Problem details
All lines in the listing below from the one containing "Phrase: red fire extinguisher cabinet" through the last should be written out exactly, and only those.

Data shown
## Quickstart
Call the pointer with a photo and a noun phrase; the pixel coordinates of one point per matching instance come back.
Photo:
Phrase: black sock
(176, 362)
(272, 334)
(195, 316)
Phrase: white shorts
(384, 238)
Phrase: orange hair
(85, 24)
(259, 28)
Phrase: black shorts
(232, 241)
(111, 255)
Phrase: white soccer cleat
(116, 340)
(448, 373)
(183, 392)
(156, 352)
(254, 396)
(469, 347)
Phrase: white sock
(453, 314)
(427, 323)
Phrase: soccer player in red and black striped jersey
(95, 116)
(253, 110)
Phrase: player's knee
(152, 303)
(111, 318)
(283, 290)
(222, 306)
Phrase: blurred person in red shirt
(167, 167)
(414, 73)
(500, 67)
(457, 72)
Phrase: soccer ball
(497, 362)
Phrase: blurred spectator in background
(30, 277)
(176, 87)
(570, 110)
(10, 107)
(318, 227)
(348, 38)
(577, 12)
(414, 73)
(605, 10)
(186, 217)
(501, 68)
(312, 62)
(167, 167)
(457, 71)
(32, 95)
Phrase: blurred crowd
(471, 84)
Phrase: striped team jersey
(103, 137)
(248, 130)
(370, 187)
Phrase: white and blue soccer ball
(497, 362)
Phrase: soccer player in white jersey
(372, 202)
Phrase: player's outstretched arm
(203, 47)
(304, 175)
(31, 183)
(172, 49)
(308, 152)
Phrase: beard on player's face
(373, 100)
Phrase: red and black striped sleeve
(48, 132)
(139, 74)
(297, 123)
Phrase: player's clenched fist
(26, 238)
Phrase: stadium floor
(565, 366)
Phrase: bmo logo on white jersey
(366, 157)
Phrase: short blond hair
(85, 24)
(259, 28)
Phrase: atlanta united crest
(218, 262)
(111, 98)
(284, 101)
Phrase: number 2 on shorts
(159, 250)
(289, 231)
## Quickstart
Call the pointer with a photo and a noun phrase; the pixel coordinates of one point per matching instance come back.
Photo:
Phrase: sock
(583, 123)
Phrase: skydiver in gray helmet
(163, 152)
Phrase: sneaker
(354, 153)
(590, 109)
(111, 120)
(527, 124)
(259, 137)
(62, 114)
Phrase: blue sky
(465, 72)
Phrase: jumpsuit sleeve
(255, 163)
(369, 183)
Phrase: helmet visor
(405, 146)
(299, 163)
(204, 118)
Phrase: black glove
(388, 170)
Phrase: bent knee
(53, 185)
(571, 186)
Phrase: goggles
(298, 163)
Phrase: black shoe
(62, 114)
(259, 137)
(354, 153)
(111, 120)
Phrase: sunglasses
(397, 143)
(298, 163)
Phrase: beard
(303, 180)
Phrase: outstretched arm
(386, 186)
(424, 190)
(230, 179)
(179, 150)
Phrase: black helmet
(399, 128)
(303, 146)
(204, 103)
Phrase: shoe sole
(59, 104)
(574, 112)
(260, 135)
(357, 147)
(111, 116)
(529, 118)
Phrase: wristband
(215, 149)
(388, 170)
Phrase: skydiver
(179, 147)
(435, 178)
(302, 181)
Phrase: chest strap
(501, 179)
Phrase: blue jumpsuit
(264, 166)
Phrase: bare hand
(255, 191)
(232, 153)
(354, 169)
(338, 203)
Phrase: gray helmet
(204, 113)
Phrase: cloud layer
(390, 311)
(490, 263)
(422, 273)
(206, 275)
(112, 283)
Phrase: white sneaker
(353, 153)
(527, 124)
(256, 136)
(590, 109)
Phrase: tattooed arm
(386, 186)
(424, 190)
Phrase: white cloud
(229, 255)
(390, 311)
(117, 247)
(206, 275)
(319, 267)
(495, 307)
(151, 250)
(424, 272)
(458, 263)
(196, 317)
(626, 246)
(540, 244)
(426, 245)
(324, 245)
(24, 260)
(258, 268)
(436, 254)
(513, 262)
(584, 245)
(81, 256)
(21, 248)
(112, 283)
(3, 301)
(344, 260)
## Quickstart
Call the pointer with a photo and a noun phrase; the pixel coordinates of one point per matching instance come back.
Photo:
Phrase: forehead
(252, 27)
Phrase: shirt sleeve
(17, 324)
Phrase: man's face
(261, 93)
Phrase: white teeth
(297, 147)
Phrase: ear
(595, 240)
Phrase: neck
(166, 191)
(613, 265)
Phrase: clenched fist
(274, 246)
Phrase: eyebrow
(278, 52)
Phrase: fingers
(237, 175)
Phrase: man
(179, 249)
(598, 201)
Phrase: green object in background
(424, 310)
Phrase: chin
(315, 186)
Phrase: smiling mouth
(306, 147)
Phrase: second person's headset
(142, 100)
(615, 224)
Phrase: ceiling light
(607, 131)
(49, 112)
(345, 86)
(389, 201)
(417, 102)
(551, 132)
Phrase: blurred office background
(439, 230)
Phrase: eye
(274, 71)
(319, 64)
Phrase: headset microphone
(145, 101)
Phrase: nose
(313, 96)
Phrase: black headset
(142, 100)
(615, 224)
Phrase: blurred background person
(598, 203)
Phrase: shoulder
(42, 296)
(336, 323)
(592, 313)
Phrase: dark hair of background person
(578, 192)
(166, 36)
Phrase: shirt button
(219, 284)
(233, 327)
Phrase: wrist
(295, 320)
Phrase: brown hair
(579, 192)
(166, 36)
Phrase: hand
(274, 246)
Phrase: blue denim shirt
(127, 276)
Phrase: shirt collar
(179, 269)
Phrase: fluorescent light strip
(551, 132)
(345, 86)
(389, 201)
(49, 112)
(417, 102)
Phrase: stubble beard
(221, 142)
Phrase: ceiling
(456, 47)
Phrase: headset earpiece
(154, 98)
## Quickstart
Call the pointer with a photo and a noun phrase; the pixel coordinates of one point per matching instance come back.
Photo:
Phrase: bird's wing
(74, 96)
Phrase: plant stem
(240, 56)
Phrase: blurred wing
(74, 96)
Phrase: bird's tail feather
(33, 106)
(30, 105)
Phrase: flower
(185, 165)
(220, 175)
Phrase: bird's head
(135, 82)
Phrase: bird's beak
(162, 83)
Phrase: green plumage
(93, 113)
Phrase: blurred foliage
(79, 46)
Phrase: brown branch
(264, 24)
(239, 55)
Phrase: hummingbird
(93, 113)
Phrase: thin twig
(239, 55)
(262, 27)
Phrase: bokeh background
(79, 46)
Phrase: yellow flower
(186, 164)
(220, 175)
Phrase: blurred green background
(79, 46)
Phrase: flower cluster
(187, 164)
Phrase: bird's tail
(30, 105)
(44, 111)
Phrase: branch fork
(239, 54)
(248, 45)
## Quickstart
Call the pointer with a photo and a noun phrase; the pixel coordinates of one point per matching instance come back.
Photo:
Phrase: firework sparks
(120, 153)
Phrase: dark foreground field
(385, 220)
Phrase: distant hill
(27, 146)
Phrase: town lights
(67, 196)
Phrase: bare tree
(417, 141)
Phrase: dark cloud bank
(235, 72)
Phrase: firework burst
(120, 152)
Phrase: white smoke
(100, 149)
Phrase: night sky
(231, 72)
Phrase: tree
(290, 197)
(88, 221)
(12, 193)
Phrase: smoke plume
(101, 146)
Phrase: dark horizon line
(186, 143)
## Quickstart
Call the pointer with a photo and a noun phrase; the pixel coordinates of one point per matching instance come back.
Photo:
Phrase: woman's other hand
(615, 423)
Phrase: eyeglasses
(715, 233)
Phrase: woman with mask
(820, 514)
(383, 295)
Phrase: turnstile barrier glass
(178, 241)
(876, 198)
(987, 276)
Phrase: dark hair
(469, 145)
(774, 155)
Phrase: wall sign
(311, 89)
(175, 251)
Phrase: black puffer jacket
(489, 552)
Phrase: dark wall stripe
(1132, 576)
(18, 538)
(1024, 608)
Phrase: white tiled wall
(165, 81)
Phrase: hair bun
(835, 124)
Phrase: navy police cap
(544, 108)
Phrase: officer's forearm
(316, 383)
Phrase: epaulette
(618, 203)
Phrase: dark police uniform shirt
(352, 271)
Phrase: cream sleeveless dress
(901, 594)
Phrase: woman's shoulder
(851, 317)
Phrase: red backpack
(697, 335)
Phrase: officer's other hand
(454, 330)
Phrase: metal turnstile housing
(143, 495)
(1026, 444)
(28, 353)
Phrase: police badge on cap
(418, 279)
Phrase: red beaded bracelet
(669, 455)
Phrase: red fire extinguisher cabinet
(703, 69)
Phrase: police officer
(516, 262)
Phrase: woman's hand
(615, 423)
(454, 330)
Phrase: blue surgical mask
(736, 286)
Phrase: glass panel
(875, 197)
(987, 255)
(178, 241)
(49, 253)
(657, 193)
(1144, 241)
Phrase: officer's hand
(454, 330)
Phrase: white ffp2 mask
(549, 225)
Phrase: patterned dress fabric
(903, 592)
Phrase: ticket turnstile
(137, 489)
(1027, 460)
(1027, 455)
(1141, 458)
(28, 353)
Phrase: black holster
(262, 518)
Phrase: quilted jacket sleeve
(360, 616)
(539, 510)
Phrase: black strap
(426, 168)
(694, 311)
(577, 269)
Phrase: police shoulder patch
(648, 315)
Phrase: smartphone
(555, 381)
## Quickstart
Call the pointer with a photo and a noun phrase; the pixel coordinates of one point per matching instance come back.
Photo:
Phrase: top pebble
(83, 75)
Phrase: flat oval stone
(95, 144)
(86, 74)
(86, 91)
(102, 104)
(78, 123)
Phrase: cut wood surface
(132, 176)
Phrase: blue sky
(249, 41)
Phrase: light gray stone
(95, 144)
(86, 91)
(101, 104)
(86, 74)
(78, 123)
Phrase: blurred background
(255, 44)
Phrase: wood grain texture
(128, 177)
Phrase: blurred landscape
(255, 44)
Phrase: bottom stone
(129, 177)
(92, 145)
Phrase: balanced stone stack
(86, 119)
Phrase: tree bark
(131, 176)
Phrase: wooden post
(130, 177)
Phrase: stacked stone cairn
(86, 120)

Result of the exercise
Phrase: red fire extinguisher cabinet
(703, 69)
Phrase: police officer
(516, 262)
Phrase: woman's hand
(615, 423)
(454, 330)
Phrase: blue surgical mask
(736, 286)
Phrase: glass panel
(875, 197)
(987, 255)
(178, 241)
(49, 253)
(657, 193)
(1144, 241)
Phrase: officer's hand
(454, 330)
Phrase: white ffp2 mask
(549, 225)
Phrase: patterned dress fabric
(903, 592)
Phrase: ticket turnstile
(137, 489)
(1027, 460)
(1027, 455)
(1141, 458)
(28, 353)
Phrase: black holster
(262, 518)
Phrase: quilted jacket sleeve
(360, 616)
(539, 510)
Phrase: black strap
(426, 168)
(694, 311)
(577, 269)
Phrase: police shoulder patch
(648, 315)
Phrase: smartphone
(555, 381)
## Quickstart
Call the pointer with a photo and a noun phrase; the pixel coordinates of one point per matching instance come back.
Photo:
Phrase: top pebble
(83, 75)
Phrase: flat oval stone
(95, 144)
(86, 74)
(86, 91)
(102, 104)
(78, 123)
Phrase: cut wood surface
(132, 176)
Phrase: blue sky
(249, 41)
Phrase: light gray stone
(95, 144)
(86, 91)
(101, 104)
(86, 74)
(78, 123)
Phrase: blurred background
(255, 44)
Phrase: wood grain texture
(128, 177)
Phrase: blurred landscape
(255, 44)
Phrase: bottom stone
(129, 177)
(92, 145)
Phrase: balanced stone stack
(86, 119)
Phrase: tree bark
(131, 176)
Phrase: wooden post
(130, 177)
Phrase: stacked stone cairn
(86, 120)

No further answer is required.